REQUIRED ACTION — After finding the line with "orange petal visible in the photo above." in the entries below, retype exactly each line from there through the line with "every green leaf visible in the photo above.", including that final line.

PROVIDED DATA —
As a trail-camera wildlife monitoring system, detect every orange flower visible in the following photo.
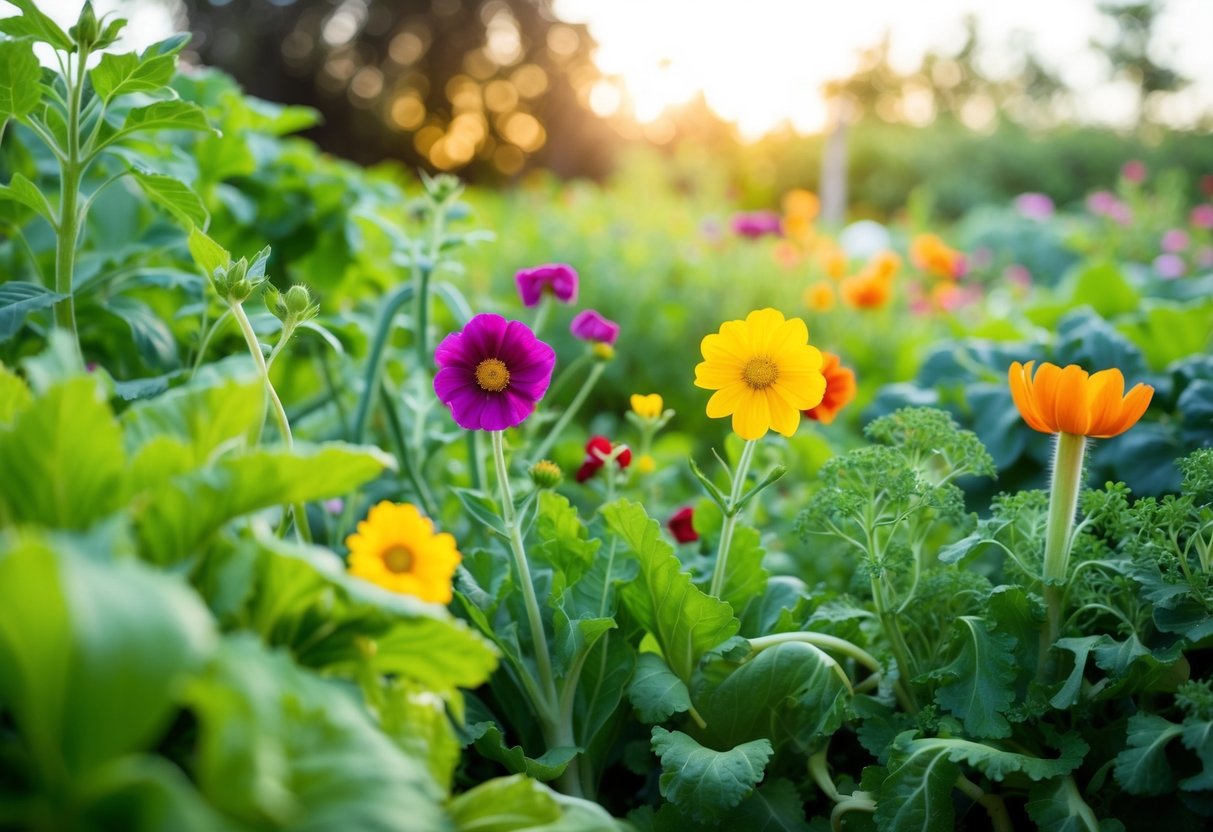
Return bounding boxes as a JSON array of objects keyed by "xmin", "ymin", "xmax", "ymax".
[
  {"xmin": 803, "ymin": 352, "xmax": 856, "ymax": 424},
  {"xmin": 782, "ymin": 189, "xmax": 820, "ymax": 220},
  {"xmin": 782, "ymin": 213, "xmax": 815, "ymax": 246},
  {"xmin": 774, "ymin": 240, "xmax": 803, "ymax": 268},
  {"xmin": 803, "ymin": 280, "xmax": 835, "ymax": 311},
  {"xmin": 867, "ymin": 251, "xmax": 901, "ymax": 282},
  {"xmin": 812, "ymin": 241, "xmax": 848, "ymax": 279},
  {"xmin": 840, "ymin": 272, "xmax": 892, "ymax": 309},
  {"xmin": 910, "ymin": 233, "xmax": 964, "ymax": 280},
  {"xmin": 1008, "ymin": 361, "xmax": 1154, "ymax": 438}
]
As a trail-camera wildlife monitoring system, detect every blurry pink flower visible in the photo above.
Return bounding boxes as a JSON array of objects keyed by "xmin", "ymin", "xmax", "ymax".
[
  {"xmin": 515, "ymin": 263, "xmax": 579, "ymax": 307},
  {"xmin": 1088, "ymin": 191, "xmax": 1132, "ymax": 226},
  {"xmin": 1154, "ymin": 254, "xmax": 1186, "ymax": 279},
  {"xmin": 1005, "ymin": 264, "xmax": 1033, "ymax": 290},
  {"xmin": 730, "ymin": 211, "xmax": 782, "ymax": 239},
  {"xmin": 1191, "ymin": 204, "xmax": 1213, "ymax": 230},
  {"xmin": 1162, "ymin": 229, "xmax": 1190, "ymax": 253},
  {"xmin": 1014, "ymin": 192, "xmax": 1055, "ymax": 220},
  {"xmin": 1121, "ymin": 160, "xmax": 1147, "ymax": 184},
  {"xmin": 324, "ymin": 498, "xmax": 344, "ymax": 514},
  {"xmin": 570, "ymin": 309, "xmax": 620, "ymax": 345}
]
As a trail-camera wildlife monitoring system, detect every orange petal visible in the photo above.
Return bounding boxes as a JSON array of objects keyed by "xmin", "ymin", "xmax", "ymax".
[
  {"xmin": 1053, "ymin": 364, "xmax": 1092, "ymax": 435},
  {"xmin": 1008, "ymin": 361, "xmax": 1052, "ymax": 434},
  {"xmin": 1084, "ymin": 369, "xmax": 1126, "ymax": 437},
  {"xmin": 1101, "ymin": 382, "xmax": 1154, "ymax": 438}
]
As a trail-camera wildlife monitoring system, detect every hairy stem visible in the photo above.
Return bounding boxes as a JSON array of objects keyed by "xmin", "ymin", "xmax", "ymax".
[
  {"xmin": 708, "ymin": 439, "xmax": 757, "ymax": 598},
  {"xmin": 1041, "ymin": 432, "xmax": 1086, "ymax": 673}
]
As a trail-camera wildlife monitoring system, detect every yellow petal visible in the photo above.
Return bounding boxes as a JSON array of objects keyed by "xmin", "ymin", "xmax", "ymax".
[
  {"xmin": 731, "ymin": 389, "xmax": 771, "ymax": 440},
  {"xmin": 695, "ymin": 359, "xmax": 744, "ymax": 390},
  {"xmin": 707, "ymin": 383, "xmax": 748, "ymax": 418},
  {"xmin": 766, "ymin": 390, "xmax": 801, "ymax": 437}
]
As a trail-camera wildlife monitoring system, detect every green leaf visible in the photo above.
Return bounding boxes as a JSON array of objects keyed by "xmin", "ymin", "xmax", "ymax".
[
  {"xmin": 697, "ymin": 641, "xmax": 849, "ymax": 753},
  {"xmin": 0, "ymin": 172, "xmax": 53, "ymax": 224},
  {"xmin": 1113, "ymin": 713, "xmax": 1184, "ymax": 795},
  {"xmin": 552, "ymin": 609, "xmax": 615, "ymax": 680},
  {"xmin": 467, "ymin": 721, "xmax": 578, "ymax": 782},
  {"xmin": 888, "ymin": 731, "xmax": 1087, "ymax": 783},
  {"xmin": 130, "ymin": 169, "xmax": 208, "ymax": 229},
  {"xmin": 717, "ymin": 525, "xmax": 768, "ymax": 612},
  {"xmin": 90, "ymin": 49, "xmax": 175, "ymax": 102},
  {"xmin": 187, "ymin": 635, "xmax": 449, "ymax": 831},
  {"xmin": 0, "ymin": 0, "xmax": 73, "ymax": 51},
  {"xmin": 721, "ymin": 779, "xmax": 811, "ymax": 832},
  {"xmin": 448, "ymin": 774, "xmax": 562, "ymax": 832},
  {"xmin": 135, "ymin": 442, "xmax": 393, "ymax": 560},
  {"xmin": 119, "ymin": 99, "xmax": 212, "ymax": 135},
  {"xmin": 0, "ymin": 536, "xmax": 216, "ymax": 780},
  {"xmin": 0, "ymin": 364, "xmax": 31, "ymax": 424},
  {"xmin": 1118, "ymin": 301, "xmax": 1213, "ymax": 371},
  {"xmin": 453, "ymin": 487, "xmax": 507, "ymax": 537},
  {"xmin": 1180, "ymin": 719, "xmax": 1213, "ymax": 791},
  {"xmin": 603, "ymin": 500, "xmax": 738, "ymax": 685},
  {"xmin": 0, "ymin": 377, "xmax": 126, "ymax": 530},
  {"xmin": 376, "ymin": 680, "xmax": 461, "ymax": 792},
  {"xmin": 1026, "ymin": 776, "xmax": 1116, "ymax": 832},
  {"xmin": 930, "ymin": 616, "xmax": 1016, "ymax": 739},
  {"xmin": 876, "ymin": 741, "xmax": 959, "ymax": 832},
  {"xmin": 0, "ymin": 280, "xmax": 66, "ymax": 341},
  {"xmin": 535, "ymin": 490, "xmax": 599, "ymax": 583},
  {"xmin": 650, "ymin": 727, "xmax": 773, "ymax": 822},
  {"xmin": 1068, "ymin": 261, "xmax": 1139, "ymax": 319},
  {"xmin": 187, "ymin": 224, "xmax": 231, "ymax": 282},
  {"xmin": 628, "ymin": 652, "xmax": 692, "ymax": 723}
]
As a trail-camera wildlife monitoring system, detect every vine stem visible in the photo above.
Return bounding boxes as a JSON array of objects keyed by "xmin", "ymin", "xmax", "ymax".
[
  {"xmin": 231, "ymin": 300, "xmax": 312, "ymax": 543},
  {"xmin": 530, "ymin": 360, "xmax": 606, "ymax": 463},
  {"xmin": 708, "ymin": 439, "xmax": 757, "ymax": 598}
]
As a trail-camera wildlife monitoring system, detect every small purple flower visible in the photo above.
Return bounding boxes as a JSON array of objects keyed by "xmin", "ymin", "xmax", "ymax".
[
  {"xmin": 1191, "ymin": 204, "xmax": 1213, "ymax": 230},
  {"xmin": 515, "ymin": 263, "xmax": 578, "ymax": 308},
  {"xmin": 1014, "ymin": 192, "xmax": 1054, "ymax": 220},
  {"xmin": 1153, "ymin": 254, "xmax": 1186, "ymax": 280},
  {"xmin": 433, "ymin": 313, "xmax": 556, "ymax": 431},
  {"xmin": 729, "ymin": 211, "xmax": 782, "ymax": 239},
  {"xmin": 570, "ymin": 309, "xmax": 619, "ymax": 346},
  {"xmin": 324, "ymin": 498, "xmax": 344, "ymax": 514},
  {"xmin": 1161, "ymin": 229, "xmax": 1190, "ymax": 253},
  {"xmin": 1087, "ymin": 191, "xmax": 1132, "ymax": 226}
]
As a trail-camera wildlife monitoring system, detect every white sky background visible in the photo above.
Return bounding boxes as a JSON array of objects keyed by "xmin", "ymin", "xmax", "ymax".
[{"xmin": 8, "ymin": 0, "xmax": 1213, "ymax": 138}]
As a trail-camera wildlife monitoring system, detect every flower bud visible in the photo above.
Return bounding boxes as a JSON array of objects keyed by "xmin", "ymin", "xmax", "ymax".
[
  {"xmin": 592, "ymin": 342, "xmax": 615, "ymax": 362},
  {"xmin": 263, "ymin": 285, "xmax": 285, "ymax": 320},
  {"xmin": 636, "ymin": 454, "xmax": 656, "ymax": 475},
  {"xmin": 285, "ymin": 284, "xmax": 313, "ymax": 315},
  {"xmin": 70, "ymin": 1, "xmax": 99, "ymax": 50},
  {"xmin": 529, "ymin": 460, "xmax": 563, "ymax": 489},
  {"xmin": 228, "ymin": 278, "xmax": 253, "ymax": 303}
]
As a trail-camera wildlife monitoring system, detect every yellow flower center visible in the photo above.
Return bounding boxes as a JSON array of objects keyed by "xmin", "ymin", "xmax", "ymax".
[
  {"xmin": 381, "ymin": 544, "xmax": 414, "ymax": 574},
  {"xmin": 742, "ymin": 356, "xmax": 779, "ymax": 389},
  {"xmin": 475, "ymin": 358, "xmax": 510, "ymax": 392}
]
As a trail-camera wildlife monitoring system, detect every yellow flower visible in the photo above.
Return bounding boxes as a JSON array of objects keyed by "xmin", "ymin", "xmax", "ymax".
[
  {"xmin": 694, "ymin": 308, "xmax": 826, "ymax": 440},
  {"xmin": 635, "ymin": 453, "xmax": 657, "ymax": 475},
  {"xmin": 803, "ymin": 280, "xmax": 835, "ymax": 311},
  {"xmin": 630, "ymin": 393, "xmax": 664, "ymax": 420},
  {"xmin": 782, "ymin": 188, "xmax": 820, "ymax": 220},
  {"xmin": 346, "ymin": 502, "xmax": 461, "ymax": 603}
]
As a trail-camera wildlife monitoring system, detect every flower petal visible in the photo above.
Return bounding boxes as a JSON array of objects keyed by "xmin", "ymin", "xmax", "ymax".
[
  {"xmin": 731, "ymin": 388, "xmax": 771, "ymax": 440},
  {"xmin": 706, "ymin": 383, "xmax": 747, "ymax": 418},
  {"xmin": 1053, "ymin": 364, "xmax": 1092, "ymax": 435}
]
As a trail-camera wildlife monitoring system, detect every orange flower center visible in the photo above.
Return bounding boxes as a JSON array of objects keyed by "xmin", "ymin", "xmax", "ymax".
[
  {"xmin": 475, "ymin": 358, "xmax": 510, "ymax": 392},
  {"xmin": 381, "ymin": 544, "xmax": 414, "ymax": 574},
  {"xmin": 742, "ymin": 356, "xmax": 778, "ymax": 389}
]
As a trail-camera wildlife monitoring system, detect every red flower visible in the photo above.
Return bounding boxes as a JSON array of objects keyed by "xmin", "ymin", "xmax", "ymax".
[
  {"xmin": 668, "ymin": 507, "xmax": 699, "ymax": 543},
  {"xmin": 576, "ymin": 436, "xmax": 631, "ymax": 482}
]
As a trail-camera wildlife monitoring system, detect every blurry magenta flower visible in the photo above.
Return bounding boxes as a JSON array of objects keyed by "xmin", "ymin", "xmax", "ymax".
[
  {"xmin": 1087, "ymin": 191, "xmax": 1132, "ymax": 226},
  {"xmin": 1162, "ymin": 229, "xmax": 1190, "ymax": 253},
  {"xmin": 1014, "ymin": 192, "xmax": 1055, "ymax": 220},
  {"xmin": 515, "ymin": 263, "xmax": 579, "ymax": 307},
  {"xmin": 1005, "ymin": 264, "xmax": 1033, "ymax": 291},
  {"xmin": 433, "ymin": 313, "xmax": 556, "ymax": 431},
  {"xmin": 1153, "ymin": 254, "xmax": 1186, "ymax": 280},
  {"xmin": 570, "ymin": 309, "xmax": 620, "ymax": 346},
  {"xmin": 1191, "ymin": 204, "xmax": 1213, "ymax": 230},
  {"xmin": 1121, "ymin": 160, "xmax": 1147, "ymax": 183},
  {"xmin": 730, "ymin": 210, "xmax": 782, "ymax": 239}
]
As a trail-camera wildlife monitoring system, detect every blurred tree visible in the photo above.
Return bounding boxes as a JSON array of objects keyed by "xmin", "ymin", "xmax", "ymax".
[
  {"xmin": 1092, "ymin": 0, "xmax": 1188, "ymax": 124},
  {"xmin": 183, "ymin": 0, "xmax": 618, "ymax": 178}
]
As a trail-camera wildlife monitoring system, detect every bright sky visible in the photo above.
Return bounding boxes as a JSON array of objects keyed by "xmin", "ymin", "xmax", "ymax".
[
  {"xmin": 9, "ymin": 0, "xmax": 1213, "ymax": 139},
  {"xmin": 557, "ymin": 0, "xmax": 1213, "ymax": 137}
]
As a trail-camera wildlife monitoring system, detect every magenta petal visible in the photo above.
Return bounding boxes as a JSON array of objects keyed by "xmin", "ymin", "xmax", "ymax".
[
  {"xmin": 570, "ymin": 309, "xmax": 619, "ymax": 346},
  {"xmin": 515, "ymin": 271, "xmax": 544, "ymax": 307},
  {"xmin": 461, "ymin": 313, "xmax": 509, "ymax": 359}
]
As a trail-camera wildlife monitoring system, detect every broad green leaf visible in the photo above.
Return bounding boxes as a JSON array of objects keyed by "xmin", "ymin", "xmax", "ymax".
[
  {"xmin": 721, "ymin": 779, "xmax": 811, "ymax": 832},
  {"xmin": 69, "ymin": 754, "xmax": 231, "ymax": 832},
  {"xmin": 718, "ymin": 525, "xmax": 768, "ymax": 612},
  {"xmin": 0, "ymin": 377, "xmax": 126, "ymax": 529},
  {"xmin": 90, "ymin": 49, "xmax": 175, "ymax": 102},
  {"xmin": 121, "ymin": 367, "xmax": 261, "ymax": 463},
  {"xmin": 535, "ymin": 490, "xmax": 599, "ymax": 583},
  {"xmin": 0, "ymin": 280, "xmax": 66, "ymax": 341},
  {"xmin": 552, "ymin": 609, "xmax": 615, "ymax": 679},
  {"xmin": 103, "ymin": 295, "xmax": 179, "ymax": 371},
  {"xmin": 187, "ymin": 635, "xmax": 448, "ymax": 831},
  {"xmin": 466, "ymin": 721, "xmax": 578, "ymax": 782},
  {"xmin": 930, "ymin": 616, "xmax": 1016, "ymax": 739},
  {"xmin": 120, "ymin": 99, "xmax": 212, "ymax": 135},
  {"xmin": 0, "ymin": 172, "xmax": 53, "ymax": 224},
  {"xmin": 603, "ymin": 500, "xmax": 738, "ymax": 685},
  {"xmin": 377, "ymin": 680, "xmax": 461, "ymax": 792},
  {"xmin": 650, "ymin": 727, "xmax": 772, "ymax": 822},
  {"xmin": 0, "ymin": 0, "xmax": 72, "ymax": 51},
  {"xmin": 1180, "ymin": 719, "xmax": 1213, "ymax": 791},
  {"xmin": 1068, "ymin": 262, "xmax": 1139, "ymax": 319},
  {"xmin": 888, "ymin": 731, "xmax": 1087, "ymax": 783},
  {"xmin": 1026, "ymin": 776, "xmax": 1119, "ymax": 832},
  {"xmin": 453, "ymin": 487, "xmax": 506, "ymax": 537},
  {"xmin": 131, "ymin": 169, "xmax": 208, "ymax": 229},
  {"xmin": 135, "ymin": 442, "xmax": 393, "ymax": 560},
  {"xmin": 1113, "ymin": 713, "xmax": 1183, "ymax": 795},
  {"xmin": 628, "ymin": 652, "xmax": 691, "ymax": 723},
  {"xmin": 447, "ymin": 774, "xmax": 561, "ymax": 832},
  {"xmin": 697, "ymin": 641, "xmax": 849, "ymax": 753},
  {"xmin": 187, "ymin": 224, "xmax": 231, "ymax": 281},
  {"xmin": 0, "ymin": 364, "xmax": 32, "ymax": 423},
  {"xmin": 1118, "ymin": 301, "xmax": 1213, "ymax": 371},
  {"xmin": 875, "ymin": 741, "xmax": 959, "ymax": 832}
]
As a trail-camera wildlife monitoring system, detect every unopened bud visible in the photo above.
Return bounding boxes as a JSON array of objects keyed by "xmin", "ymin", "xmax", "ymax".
[
  {"xmin": 592, "ymin": 342, "xmax": 615, "ymax": 362},
  {"xmin": 529, "ymin": 460, "xmax": 563, "ymax": 489},
  {"xmin": 284, "ymin": 284, "xmax": 312, "ymax": 315}
]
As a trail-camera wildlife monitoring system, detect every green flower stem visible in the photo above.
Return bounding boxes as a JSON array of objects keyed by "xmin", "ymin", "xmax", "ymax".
[
  {"xmin": 231, "ymin": 299, "xmax": 312, "ymax": 543},
  {"xmin": 414, "ymin": 258, "xmax": 433, "ymax": 369},
  {"xmin": 1042, "ymin": 432, "xmax": 1087, "ymax": 663},
  {"xmin": 351, "ymin": 283, "xmax": 415, "ymax": 444},
  {"xmin": 52, "ymin": 50, "xmax": 89, "ymax": 365},
  {"xmin": 869, "ymin": 567, "xmax": 919, "ymax": 712},
  {"xmin": 531, "ymin": 296, "xmax": 552, "ymax": 336},
  {"xmin": 530, "ymin": 360, "xmax": 606, "ymax": 462},
  {"xmin": 544, "ymin": 351, "xmax": 592, "ymax": 404},
  {"xmin": 708, "ymin": 439, "xmax": 757, "ymax": 598}
]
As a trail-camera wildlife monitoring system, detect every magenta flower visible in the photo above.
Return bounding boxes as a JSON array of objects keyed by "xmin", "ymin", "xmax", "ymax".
[
  {"xmin": 730, "ymin": 211, "xmax": 782, "ymax": 239},
  {"xmin": 434, "ymin": 313, "xmax": 556, "ymax": 431},
  {"xmin": 1162, "ymin": 229, "xmax": 1190, "ymax": 253},
  {"xmin": 515, "ymin": 263, "xmax": 579, "ymax": 307},
  {"xmin": 1191, "ymin": 204, "xmax": 1213, "ymax": 230},
  {"xmin": 1087, "ymin": 191, "xmax": 1132, "ymax": 226},
  {"xmin": 1014, "ymin": 192, "xmax": 1054, "ymax": 220},
  {"xmin": 1121, "ymin": 160, "xmax": 1147, "ymax": 184},
  {"xmin": 1153, "ymin": 254, "xmax": 1186, "ymax": 280},
  {"xmin": 570, "ymin": 309, "xmax": 619, "ymax": 346}
]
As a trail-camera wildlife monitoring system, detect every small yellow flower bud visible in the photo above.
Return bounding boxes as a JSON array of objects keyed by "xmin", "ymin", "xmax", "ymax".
[
  {"xmin": 529, "ymin": 459, "xmax": 563, "ymax": 489},
  {"xmin": 592, "ymin": 342, "xmax": 615, "ymax": 362},
  {"xmin": 636, "ymin": 454, "xmax": 656, "ymax": 475},
  {"xmin": 630, "ymin": 393, "xmax": 663, "ymax": 420}
]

RESPONSE FOR THIS EXERCISE —
As a trail-camera wildlife monitoring system, detect every orange petal visible in the photo above.
Return bounding boxes as a JSON array of objects keyed by "xmin", "ymin", "xmax", "ymax".
[
  {"xmin": 1053, "ymin": 364, "xmax": 1092, "ymax": 435},
  {"xmin": 1008, "ymin": 361, "xmax": 1052, "ymax": 434},
  {"xmin": 1084, "ymin": 369, "xmax": 1126, "ymax": 437},
  {"xmin": 1101, "ymin": 382, "xmax": 1154, "ymax": 438}
]
As a trail-camera wildlife monitoring system, detect every hairy stem visible in the photo above.
Return bounding boxes as a JSON array of objects keyed by "xmin", "ymin", "xmax", "ymax".
[
  {"xmin": 708, "ymin": 439, "xmax": 757, "ymax": 598},
  {"xmin": 1041, "ymin": 432, "xmax": 1086, "ymax": 673}
]
As a trail-camera wildlife monitoring system, detect every yellow petal visible in the photo above.
Return bounding boxes as a JSON array of objects keyed by "xmin", "ymin", "xmax", "ymax".
[
  {"xmin": 731, "ymin": 389, "xmax": 771, "ymax": 440},
  {"xmin": 695, "ymin": 359, "xmax": 744, "ymax": 390},
  {"xmin": 707, "ymin": 383, "xmax": 748, "ymax": 418},
  {"xmin": 766, "ymin": 390, "xmax": 801, "ymax": 437}
]
As a trail-camera wildlife monitoring system, detect every green leaf visible in the photo above.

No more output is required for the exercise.